§ **WHAT IS ASKED**:
1. In the poetry-teaching post below, rewrite the paragraph beginning "In one class the kids were working on a Martian Colony" as a short bulleted list that keeps its main facts.
2. Answer these questions from the poetry-teaching post below:
(a) Which grade's curriculum included Robert Frost?
(b) Which poet was the most popular model for the students' poems?
(c) Where did the class's published book of Martian Poetry go?

§ **DOCUMENT PASSAGE**:
#####

I just attended an on-line poetry reading where the iconic Robert Frost Poem The Road Not Taken was shared. I love Robert Frost and I love this poem. Listening to this poem made me think about what a great idea it is to teach elementary and middle school students using the poetry of Robert Frost. Ummm…NOT! Let’s be honest – there are very few children who are mature enough to appreciate Robert Frost. Maybe by high school, but I can assure you I didn’t appreciate him when I was in high school. I had no use for his poetry. I hated memorizing his poems. And I honestly had no idea why this was anything but a waste of my time. I pretty much hated poetry.
So fast forward to my teaching career and good old Robert is part of the 5th grade curriculum. Now I am not one to fight city hall…so what to do?
Well, enter authentic teaching, learning, and projects. We introduced the kids to Robert Frost and all the other poets that were in the curriculum. But then, instead of memorizing a poem, or writing in the style of Robert Frost we turned the kids loose to write their own poetry.
In one class the kids were working on a Martian Colony, so they wrote Martian Poetry. Their poetry covered every topic possible – sports on Mars, monsters on Mars, weather, friendship, loneliness… Some of the kids modeled their poetry after a Robert Frost poem, others looked to different poets. (The most popular choice by far – Shel Silverstein).
The class ended up publishing a book of Martian Poetry that went home to every family.
So, the kids really learned about poetry, they learned about different poets, and they had fun writing poetry. The curriculum was covered. The project was authentic. The learning was authentic.

#####

§ **STORED ROWS**:
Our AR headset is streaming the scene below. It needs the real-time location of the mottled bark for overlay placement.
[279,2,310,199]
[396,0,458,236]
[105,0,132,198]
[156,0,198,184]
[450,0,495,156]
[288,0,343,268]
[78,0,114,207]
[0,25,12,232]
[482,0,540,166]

#####

§ **RESPONSES PER TASK**:
1.
- One class working on a Martian Colony wrote Martian Poetry.
- Their poems covered every possible topic, including sports, monsters, weather, friendship and loneliness on Mars.
- Some students modeled their poems after a Robert Frost poem; others looked to different poets.
- Shel Silverstein was by far the most popular choice.

2.
(a) The 5th grade curriculum.
(b) Shel Silverstein.
(c) Home to every family.